▸ REQUIRED WORK
Change each "response" in the records below to "answer", and write all the records out again with no other edits.

** start **

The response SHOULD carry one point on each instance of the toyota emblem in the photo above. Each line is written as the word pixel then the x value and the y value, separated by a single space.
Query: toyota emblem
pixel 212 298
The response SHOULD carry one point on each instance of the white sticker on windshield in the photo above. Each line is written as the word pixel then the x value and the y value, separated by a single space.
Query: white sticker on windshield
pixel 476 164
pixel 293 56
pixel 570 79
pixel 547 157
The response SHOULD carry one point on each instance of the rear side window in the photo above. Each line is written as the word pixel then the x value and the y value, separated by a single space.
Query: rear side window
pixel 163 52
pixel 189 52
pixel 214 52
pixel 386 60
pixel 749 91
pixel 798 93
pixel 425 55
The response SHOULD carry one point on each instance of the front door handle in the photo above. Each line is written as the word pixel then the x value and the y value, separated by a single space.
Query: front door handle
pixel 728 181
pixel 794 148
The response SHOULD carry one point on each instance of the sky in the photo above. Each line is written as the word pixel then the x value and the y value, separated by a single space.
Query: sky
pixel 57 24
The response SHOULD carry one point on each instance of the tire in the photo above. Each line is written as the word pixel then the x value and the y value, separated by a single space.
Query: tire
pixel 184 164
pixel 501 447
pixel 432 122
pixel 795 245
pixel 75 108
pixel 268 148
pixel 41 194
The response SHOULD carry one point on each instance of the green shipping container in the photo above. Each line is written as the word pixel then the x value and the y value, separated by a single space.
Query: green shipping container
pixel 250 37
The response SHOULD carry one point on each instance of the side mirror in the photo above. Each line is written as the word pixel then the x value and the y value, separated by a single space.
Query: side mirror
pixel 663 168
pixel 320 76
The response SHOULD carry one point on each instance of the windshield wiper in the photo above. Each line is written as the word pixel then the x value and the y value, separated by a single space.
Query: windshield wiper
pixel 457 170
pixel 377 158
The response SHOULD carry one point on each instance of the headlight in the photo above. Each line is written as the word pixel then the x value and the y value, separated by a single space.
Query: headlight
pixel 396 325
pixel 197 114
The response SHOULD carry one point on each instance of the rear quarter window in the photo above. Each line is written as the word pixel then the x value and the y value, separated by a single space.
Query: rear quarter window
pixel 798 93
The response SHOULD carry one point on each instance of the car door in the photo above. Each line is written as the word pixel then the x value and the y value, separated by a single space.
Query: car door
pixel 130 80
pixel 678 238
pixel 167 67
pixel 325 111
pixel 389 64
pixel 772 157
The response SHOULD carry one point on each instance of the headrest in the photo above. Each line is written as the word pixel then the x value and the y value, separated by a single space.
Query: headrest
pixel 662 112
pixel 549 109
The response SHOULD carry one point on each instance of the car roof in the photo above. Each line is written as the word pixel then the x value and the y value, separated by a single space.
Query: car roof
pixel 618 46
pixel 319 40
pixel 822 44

** end **

▸ THE SOLUTION
The answer SHOULD carry one point on each instance of the toyota emblem in the photo above. Each line is written as the word pixel then the x value and the y value, separated by a single space.
Query: toyota emblem
pixel 212 298
The answer SHOULD carry one point on each instance of the white sticker on windshield in the photo above. Each line is written as the word pixel then the x value and the y value, separated by a single space.
Query: white sticker on windshield
pixel 476 164
pixel 293 56
pixel 570 79
pixel 547 157
The answer SHOULD carry one point on each instance of the rear side window in the photo above. Each line is written as the word pixel then the x value and the y value, separated by a single space.
Query: rear side window
pixel 163 52
pixel 189 52
pixel 214 52
pixel 386 60
pixel 749 91
pixel 798 93
pixel 425 55
The answer SHOULD carry one point on each instance of the front door handle in the photo above. Each line is written as the word pixel then the x value and the y value, separated by a single space.
Query: front door handle
pixel 728 181
pixel 794 148
The answer SHOULD carry one point on each instance of the sky in the photo above. Each line is written as the word pixel then the x value and the y value, separated by a single space.
Query: sky
pixel 57 24
The answer SHOULD carry one point on each instance of the tire in the photo above. Each line is written as the word pixel then the x value and the y value, separated by a single space.
Query: tire
pixel 184 164
pixel 501 447
pixel 432 122
pixel 795 245
pixel 75 108
pixel 268 148
pixel 41 194
The answer SHOULD carry one point on each instance of the green shipping container in the photo above. Each line is written as the word pixel then the x value and the y value, separated by a single space.
Query: green shipping container
pixel 250 37
The answer SHOULD carry one point on each instance of the side mirror in the photo above. Each line is written as the word pixel then the x value and the y value, separated by a single space.
Query: side mirror
pixel 663 168
pixel 320 76
The answer SHOULD carry one point on each instance of the windshield wiper in the photo above. Each line is written as the word pixel then the x value and the y value, separated by a single space.
Query: windshield wiper
pixel 457 170
pixel 377 158
The answer SHOULD carry one point on each instance of the headlight in the photo above. Each line is written as the word pixel then the x value and the y value, separated by a single space.
Query: headlight
pixel 396 325
pixel 197 114
The answer SHOULD carry one point on each instance of the rear quarter window in the photo above. Each line is written as the word pixel then the x value and the y value, separated by a single space.
Query: rear quarter window
pixel 798 93
The answer SHOULD carry one point on each instance of the car door in the photo above. Each line is written as the word pixel then the x value and the y value, separated by a single space.
Query: car door
pixel 130 80
pixel 678 238
pixel 167 67
pixel 325 111
pixel 389 64
pixel 772 157
The answer SHOULD carry one point on each instance of the headrest in the photo above. Each line is written as the word pixel then the x value and the y value, separated by a single space.
Query: headrest
pixel 662 112
pixel 549 109
The answer SHOULD carry one point on each instance of the car roof in the photo above. Each line is written as the word pixel then the x value and the y value, separated by a single space.
Query: car roof
pixel 618 46
pixel 319 40
pixel 822 44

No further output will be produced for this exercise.